### Work item
Starting at the top of the data and ending with the line that holds "Highlight black handbag.", transcribe each line exactly; include both ends.

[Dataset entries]
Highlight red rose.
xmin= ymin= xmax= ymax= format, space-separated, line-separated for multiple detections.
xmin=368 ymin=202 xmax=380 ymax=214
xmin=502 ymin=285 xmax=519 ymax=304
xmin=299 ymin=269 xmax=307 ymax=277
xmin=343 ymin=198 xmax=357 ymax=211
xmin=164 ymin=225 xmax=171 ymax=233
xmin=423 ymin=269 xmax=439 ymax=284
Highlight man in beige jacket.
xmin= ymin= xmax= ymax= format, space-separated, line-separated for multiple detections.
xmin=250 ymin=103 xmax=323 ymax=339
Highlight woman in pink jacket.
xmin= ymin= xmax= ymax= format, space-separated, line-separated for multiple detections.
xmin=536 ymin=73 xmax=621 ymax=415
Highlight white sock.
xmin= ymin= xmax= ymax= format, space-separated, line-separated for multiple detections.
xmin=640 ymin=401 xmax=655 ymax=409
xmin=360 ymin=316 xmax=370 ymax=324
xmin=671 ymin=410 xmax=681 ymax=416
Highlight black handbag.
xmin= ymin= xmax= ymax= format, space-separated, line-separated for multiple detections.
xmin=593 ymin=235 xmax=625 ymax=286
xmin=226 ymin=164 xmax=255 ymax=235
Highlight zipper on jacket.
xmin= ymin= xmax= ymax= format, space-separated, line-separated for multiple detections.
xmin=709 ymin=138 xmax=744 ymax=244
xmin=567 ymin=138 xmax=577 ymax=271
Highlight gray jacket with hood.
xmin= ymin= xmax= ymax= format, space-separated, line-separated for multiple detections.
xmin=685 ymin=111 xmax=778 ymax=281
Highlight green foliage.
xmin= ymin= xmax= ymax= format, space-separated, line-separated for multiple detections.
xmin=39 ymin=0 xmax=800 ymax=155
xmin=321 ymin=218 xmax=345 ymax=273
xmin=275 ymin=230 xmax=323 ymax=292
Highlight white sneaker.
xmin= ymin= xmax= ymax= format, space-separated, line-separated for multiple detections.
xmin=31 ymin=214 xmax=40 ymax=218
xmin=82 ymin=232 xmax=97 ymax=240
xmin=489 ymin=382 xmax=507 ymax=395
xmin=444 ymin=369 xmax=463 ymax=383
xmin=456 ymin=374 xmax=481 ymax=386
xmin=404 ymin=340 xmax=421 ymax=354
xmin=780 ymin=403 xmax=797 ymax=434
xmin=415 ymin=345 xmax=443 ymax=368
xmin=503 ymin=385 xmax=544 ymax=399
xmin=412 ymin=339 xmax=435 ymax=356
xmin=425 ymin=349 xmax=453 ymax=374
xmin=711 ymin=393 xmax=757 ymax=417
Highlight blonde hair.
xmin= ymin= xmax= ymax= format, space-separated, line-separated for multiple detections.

### Answer area
Highlight red rose.
xmin= ymin= xmax= ymax= format, space-separated, line-separated for multiple detections.
xmin=368 ymin=202 xmax=380 ymax=214
xmin=502 ymin=285 xmax=519 ymax=304
xmin=299 ymin=269 xmax=307 ymax=277
xmin=343 ymin=198 xmax=357 ymax=211
xmin=164 ymin=225 xmax=171 ymax=233
xmin=423 ymin=269 xmax=439 ymax=284
Highlight man in beige jacket.
xmin= ymin= xmax= ymax= format, space-separated, line-separated for multiple detections.
xmin=250 ymin=103 xmax=323 ymax=339
Highlight woman in pink jacket.
xmin= ymin= xmax= ymax= format, space-separated, line-separated for multiple detections.
xmin=536 ymin=73 xmax=621 ymax=415
Highlight white sock.
xmin= ymin= xmax= ymax= format, space-separated, line-separated for multiple detections.
xmin=640 ymin=401 xmax=655 ymax=409
xmin=360 ymin=316 xmax=370 ymax=324
xmin=671 ymin=410 xmax=681 ymax=416
Highlight black handbag.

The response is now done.